:: WHAT THE TASK ASKS ::
Write out, word for word, every line in the data below from the one containing "<point>56,159</point>" to the one containing "<point>46,358</point>", both of them included.

Top of RECORDS PROVIDED

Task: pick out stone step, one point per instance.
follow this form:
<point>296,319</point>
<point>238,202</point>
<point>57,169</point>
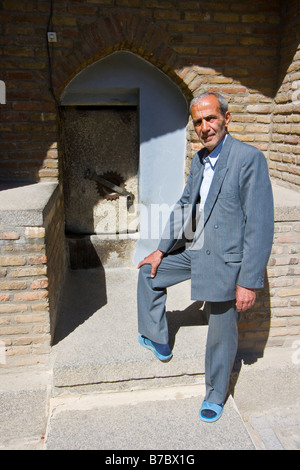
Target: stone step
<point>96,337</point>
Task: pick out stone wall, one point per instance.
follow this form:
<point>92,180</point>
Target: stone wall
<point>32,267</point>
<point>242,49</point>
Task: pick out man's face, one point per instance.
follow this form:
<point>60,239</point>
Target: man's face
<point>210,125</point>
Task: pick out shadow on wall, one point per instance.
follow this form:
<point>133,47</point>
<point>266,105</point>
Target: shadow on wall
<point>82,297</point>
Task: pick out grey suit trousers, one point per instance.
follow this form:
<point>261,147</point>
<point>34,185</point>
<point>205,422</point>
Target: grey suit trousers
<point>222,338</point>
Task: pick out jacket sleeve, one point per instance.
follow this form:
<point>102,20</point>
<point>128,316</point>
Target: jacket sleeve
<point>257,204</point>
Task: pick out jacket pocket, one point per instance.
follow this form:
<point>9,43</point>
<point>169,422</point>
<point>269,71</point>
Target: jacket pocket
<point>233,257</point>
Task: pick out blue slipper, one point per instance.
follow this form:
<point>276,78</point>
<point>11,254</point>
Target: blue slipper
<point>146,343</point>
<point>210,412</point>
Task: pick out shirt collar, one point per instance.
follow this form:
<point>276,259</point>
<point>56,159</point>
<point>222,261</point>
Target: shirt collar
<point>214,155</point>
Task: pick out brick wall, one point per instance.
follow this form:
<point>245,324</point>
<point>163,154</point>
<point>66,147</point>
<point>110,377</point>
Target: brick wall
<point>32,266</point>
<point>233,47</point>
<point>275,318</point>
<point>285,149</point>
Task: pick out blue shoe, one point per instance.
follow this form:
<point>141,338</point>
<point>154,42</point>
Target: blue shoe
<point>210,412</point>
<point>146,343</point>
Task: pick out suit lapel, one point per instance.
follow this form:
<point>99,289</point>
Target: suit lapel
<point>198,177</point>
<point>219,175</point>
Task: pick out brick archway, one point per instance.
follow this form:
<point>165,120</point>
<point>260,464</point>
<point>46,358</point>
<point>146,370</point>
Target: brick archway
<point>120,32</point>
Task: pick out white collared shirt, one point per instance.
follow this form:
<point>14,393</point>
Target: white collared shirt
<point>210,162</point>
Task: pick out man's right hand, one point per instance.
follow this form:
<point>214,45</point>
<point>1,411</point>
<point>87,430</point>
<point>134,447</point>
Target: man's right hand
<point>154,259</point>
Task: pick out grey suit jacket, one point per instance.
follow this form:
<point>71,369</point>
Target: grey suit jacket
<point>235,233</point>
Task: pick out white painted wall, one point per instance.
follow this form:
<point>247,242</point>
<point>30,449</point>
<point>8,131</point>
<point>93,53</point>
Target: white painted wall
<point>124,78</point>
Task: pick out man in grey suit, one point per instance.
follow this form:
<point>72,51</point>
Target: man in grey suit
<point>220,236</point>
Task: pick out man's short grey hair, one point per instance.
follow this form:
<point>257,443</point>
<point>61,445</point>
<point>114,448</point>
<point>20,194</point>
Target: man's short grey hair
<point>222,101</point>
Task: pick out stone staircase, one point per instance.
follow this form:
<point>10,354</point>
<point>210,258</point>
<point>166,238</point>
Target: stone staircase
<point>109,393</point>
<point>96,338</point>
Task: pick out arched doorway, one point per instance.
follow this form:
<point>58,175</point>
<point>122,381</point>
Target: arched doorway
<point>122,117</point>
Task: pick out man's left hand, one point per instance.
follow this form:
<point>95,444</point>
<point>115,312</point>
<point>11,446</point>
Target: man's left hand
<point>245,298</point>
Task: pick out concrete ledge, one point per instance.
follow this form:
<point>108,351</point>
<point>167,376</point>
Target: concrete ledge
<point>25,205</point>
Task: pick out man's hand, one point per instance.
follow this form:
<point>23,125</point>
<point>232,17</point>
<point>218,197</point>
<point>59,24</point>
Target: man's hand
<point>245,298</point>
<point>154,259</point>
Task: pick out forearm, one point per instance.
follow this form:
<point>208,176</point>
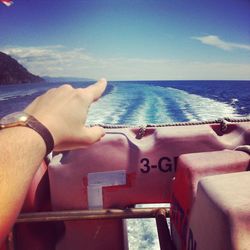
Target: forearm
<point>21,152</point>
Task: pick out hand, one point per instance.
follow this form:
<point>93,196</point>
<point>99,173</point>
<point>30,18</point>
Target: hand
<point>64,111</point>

Bottom of RECORDS PROVIDED

:: RESPONSE BELOW ::
<point>56,159</point>
<point>222,261</point>
Target: shirt collar
<point>214,155</point>
Task: pick out brick wall, one point per instance.
follow this form:
<point>245,324</point>
<point>163,154</point>
<point>66,147</point>
<point>110,377</point>
Target: brick wall
<point>32,266</point>
<point>233,47</point>
<point>275,318</point>
<point>285,149</point>
Task: pick out blue shoe, one point per instance.
follow this form:
<point>141,338</point>
<point>154,42</point>
Target: blue shoe
<point>210,412</point>
<point>146,343</point>
Task: pick out suit lapel, one point per instance.
follow this form:
<point>99,289</point>
Target: suit lapel
<point>198,177</point>
<point>219,175</point>
Task: pick out brick archway, one point per instance.
follow this form:
<point>165,120</point>
<point>260,464</point>
<point>46,358</point>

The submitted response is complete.